**Request A**: Check the three statements below against the NumPy summary and answer yes or no to each, quoting the words of the summary that settle it: (i) Numeric was first released in 1995; (ii) almost all the functions in base R lack support for vectorization; (iii) SciPy provides functionality similar to Matlab, Maple and Mathematica.

**Selection**:
· · · · · · ·

NumPy 1.5 – Summary
Programming in Matlab / R exposes one to vectorized way of thinking. One doesn’t usually write loops often and one tends to think in terms of vectors,array, matrices etc. R for instance is designed to facilitate vectorized input and output. Almost all the functions in base R support vectorization. Most of the functions in the packages on CRAN are equipped to take vectorized input. In fact the program design itself makes vectorizing easy. Recycling rule in R for instance , sometimes makes your function automatically handle vectorized input, even though you never meant to handle such an input. For a R newbie , the fact that his/her function does much more than expected is a happy side effect. However once you have logged in decent number of hours in R, you realize that it is your responsibility that whatever code you write, it handles vectorized input . Hence these days, one of the first unit tests that I write is to check whether my code breaks down for vectorized input.
If you stick to only Python Standard Library, you will not get to see the power of thinking in vectors. At least that’s my impression. If you have programmed in R like me and then exploring Python, you will in fact be eagerly , thirstily, looking for stuff that facilitate vectorization. Thanks to Travis Oliphant, we now have Numerical Python(NumPy) library that gives a lot of R equivalent functions in Python.
Historically , Numarray and Numeric were Python libraries for matrix computations. Numeric was first released in 1995 . In 2001, a number of people inspired by Numeric created SciPy - an open source Python scientific computing library that provides functionality similar to Matlab, Maple and Mathematica. Around this time, people were growing increasingly unhappy with Numeric. Numarray was created as an alternative for Numeric that was better in some areas. Soon, there were a lot of developments around Numarray and SciPy that depended on Numeric could not take advantage of these developments.

· · · · · · ·

**Request B**: Collect every line of the records below that contains the word "landing".

[Point annotation dataset records]
· · · · · · ·

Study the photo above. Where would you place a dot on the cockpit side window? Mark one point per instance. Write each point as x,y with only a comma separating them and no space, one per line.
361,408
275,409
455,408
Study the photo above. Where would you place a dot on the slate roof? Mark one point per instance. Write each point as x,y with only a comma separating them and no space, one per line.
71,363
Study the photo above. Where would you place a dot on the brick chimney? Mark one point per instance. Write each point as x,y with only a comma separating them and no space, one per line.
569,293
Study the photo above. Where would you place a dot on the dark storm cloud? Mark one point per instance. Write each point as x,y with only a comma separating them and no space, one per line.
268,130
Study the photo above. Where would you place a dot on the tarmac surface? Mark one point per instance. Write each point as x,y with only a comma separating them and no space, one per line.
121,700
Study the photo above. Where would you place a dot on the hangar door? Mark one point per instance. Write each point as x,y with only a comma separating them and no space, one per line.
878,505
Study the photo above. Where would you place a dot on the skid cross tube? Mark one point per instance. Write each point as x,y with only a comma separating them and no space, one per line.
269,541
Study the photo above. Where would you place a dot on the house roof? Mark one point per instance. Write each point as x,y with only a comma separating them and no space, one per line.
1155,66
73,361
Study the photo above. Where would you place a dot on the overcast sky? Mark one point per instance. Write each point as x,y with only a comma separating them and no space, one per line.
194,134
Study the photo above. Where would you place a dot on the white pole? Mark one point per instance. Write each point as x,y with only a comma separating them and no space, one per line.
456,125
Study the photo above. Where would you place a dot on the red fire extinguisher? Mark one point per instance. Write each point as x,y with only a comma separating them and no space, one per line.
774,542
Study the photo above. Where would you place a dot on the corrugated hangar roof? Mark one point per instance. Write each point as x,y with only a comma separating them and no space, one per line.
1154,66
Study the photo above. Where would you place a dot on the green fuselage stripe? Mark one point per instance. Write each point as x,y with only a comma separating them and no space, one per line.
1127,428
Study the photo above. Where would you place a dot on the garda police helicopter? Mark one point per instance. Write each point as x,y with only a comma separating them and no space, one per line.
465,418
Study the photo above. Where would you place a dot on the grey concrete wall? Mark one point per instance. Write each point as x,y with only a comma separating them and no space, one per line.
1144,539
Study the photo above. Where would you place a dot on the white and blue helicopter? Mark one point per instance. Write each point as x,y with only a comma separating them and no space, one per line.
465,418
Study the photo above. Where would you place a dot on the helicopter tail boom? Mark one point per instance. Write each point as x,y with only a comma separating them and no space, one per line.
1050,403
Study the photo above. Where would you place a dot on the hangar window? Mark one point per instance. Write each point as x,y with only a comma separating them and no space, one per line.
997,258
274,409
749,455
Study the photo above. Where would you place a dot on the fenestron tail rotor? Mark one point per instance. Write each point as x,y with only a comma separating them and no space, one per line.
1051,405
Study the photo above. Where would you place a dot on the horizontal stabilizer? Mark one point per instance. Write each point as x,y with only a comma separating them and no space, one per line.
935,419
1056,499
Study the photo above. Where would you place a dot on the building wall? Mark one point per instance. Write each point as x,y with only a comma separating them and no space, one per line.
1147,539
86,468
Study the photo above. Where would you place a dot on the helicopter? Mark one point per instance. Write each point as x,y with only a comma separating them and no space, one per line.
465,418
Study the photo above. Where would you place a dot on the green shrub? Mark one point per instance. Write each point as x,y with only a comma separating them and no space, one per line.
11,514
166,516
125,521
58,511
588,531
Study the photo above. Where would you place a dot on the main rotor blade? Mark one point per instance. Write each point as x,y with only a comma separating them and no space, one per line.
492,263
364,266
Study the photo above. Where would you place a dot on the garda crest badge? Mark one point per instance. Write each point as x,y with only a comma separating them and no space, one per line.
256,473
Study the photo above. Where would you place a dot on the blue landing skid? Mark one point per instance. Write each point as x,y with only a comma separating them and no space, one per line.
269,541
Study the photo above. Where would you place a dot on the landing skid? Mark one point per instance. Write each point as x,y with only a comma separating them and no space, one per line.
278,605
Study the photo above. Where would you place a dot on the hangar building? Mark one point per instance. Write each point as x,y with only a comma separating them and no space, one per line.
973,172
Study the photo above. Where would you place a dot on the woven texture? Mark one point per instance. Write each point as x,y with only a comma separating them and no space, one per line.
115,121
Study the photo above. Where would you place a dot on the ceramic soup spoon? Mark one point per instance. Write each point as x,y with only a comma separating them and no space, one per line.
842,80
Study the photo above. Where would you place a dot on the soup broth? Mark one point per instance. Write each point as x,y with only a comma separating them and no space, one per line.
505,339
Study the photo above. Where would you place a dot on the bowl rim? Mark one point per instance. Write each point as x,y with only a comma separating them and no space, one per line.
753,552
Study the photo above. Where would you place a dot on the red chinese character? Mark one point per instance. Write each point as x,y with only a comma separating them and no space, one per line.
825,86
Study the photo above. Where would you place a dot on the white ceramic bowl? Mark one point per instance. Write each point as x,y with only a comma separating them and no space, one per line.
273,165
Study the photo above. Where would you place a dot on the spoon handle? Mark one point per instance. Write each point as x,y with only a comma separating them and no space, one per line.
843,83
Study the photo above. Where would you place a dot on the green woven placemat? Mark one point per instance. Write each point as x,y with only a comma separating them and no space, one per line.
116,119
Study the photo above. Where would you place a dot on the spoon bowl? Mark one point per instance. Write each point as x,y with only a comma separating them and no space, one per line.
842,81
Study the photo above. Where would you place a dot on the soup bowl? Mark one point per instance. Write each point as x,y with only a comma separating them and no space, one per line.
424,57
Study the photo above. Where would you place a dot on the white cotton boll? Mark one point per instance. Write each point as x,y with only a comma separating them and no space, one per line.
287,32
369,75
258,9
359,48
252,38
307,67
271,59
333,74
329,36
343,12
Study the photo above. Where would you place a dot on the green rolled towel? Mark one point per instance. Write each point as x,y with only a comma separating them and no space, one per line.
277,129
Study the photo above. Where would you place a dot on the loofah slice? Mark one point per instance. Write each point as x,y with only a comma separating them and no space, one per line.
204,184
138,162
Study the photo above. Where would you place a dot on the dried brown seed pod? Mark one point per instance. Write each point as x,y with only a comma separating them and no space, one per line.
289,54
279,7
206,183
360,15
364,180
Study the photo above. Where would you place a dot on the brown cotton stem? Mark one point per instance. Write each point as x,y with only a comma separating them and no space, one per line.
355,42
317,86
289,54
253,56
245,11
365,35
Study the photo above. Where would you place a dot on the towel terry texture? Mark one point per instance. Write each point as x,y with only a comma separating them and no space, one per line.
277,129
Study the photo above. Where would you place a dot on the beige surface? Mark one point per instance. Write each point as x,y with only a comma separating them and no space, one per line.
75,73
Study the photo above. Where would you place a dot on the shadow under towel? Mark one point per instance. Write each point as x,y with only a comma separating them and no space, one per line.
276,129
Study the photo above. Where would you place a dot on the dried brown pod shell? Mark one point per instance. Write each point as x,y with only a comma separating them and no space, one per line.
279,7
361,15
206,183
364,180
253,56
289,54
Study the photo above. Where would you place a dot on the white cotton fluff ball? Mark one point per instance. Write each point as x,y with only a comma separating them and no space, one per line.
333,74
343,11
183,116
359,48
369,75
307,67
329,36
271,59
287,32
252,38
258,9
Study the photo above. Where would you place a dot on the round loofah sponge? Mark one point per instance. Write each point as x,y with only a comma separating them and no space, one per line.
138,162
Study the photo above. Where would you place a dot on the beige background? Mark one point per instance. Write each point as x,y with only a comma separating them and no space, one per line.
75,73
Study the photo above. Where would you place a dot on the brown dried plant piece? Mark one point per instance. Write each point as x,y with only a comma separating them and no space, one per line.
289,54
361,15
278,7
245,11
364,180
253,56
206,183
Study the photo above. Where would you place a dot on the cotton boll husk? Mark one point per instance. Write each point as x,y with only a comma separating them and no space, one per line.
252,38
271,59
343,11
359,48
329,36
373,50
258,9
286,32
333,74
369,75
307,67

· · · · · · ·

**Full answer A**:
(i) Yes: "Numeric was first released in 1995"
(ii) No: "Almost all the functions in base R support vectorization."
(iii) Yes: "an open source Python scientific computing library that provides functionality similar to Matlab, Maple and Mathematica"

**Full answer B**:
Study the photo above. Where would you place a dot on the blue landing skid? Mark one point per instance. Write each point as x,y with only a comma separating them and no space, one per line.
Study the photo above. Where would you place a dot on the landing skid? Mark one point per instance. Write each point as x,y with only a comma separating them and no space, one per line.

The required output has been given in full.